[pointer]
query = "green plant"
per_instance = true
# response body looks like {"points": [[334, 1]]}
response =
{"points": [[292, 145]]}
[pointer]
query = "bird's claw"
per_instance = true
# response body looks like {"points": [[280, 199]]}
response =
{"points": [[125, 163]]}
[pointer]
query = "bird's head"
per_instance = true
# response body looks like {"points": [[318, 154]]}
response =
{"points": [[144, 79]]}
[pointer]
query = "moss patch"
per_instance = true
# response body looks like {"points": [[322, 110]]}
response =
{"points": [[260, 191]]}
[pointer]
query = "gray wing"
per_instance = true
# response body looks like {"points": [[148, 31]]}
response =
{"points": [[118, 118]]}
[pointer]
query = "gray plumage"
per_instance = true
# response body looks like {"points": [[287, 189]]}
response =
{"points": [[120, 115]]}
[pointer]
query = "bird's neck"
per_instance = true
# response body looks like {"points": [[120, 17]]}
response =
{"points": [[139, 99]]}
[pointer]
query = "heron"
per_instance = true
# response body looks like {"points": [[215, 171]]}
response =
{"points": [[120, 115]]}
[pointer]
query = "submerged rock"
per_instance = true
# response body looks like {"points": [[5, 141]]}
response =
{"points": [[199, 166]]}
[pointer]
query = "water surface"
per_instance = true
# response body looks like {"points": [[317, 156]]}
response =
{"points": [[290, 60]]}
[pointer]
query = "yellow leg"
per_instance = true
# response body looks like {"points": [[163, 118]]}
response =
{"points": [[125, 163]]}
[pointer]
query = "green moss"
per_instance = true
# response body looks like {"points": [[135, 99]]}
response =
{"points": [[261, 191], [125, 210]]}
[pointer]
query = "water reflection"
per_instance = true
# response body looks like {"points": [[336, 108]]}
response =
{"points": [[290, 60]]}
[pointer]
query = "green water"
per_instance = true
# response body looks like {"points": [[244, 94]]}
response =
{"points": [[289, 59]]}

--

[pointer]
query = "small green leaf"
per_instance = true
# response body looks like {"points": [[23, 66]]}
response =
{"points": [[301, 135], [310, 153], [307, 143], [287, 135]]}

--

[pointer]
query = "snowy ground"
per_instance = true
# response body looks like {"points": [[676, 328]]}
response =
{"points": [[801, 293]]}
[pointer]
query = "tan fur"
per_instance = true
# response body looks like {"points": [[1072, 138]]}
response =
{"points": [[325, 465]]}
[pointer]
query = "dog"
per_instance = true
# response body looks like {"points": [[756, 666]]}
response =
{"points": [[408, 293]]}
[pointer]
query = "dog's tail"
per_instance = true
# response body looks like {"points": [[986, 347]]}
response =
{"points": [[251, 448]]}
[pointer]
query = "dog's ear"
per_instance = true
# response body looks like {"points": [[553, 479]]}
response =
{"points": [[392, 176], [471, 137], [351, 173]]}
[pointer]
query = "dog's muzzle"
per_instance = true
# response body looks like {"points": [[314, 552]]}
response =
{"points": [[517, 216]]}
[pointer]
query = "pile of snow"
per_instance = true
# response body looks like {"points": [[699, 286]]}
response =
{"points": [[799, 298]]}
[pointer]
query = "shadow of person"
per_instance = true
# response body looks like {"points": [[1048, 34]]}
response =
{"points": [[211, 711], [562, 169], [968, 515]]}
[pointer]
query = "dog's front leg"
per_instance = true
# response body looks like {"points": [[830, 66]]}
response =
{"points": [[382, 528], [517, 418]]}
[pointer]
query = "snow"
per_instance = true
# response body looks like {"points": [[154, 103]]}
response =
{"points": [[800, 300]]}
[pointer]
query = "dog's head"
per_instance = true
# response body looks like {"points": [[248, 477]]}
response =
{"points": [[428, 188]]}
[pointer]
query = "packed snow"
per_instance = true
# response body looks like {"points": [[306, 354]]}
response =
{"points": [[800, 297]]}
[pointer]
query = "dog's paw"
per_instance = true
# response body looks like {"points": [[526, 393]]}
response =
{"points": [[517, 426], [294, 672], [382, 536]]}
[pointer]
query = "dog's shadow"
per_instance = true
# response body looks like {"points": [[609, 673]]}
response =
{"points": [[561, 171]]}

--

*TASK PROMPT*.
Identify every line in the listing above that holds the word "green", and copy each of those lines. Case counts.

*RESPONSE BELOW*.
query = "green plant"
query = "green moss"
query = "green water"
query = "small green leaf"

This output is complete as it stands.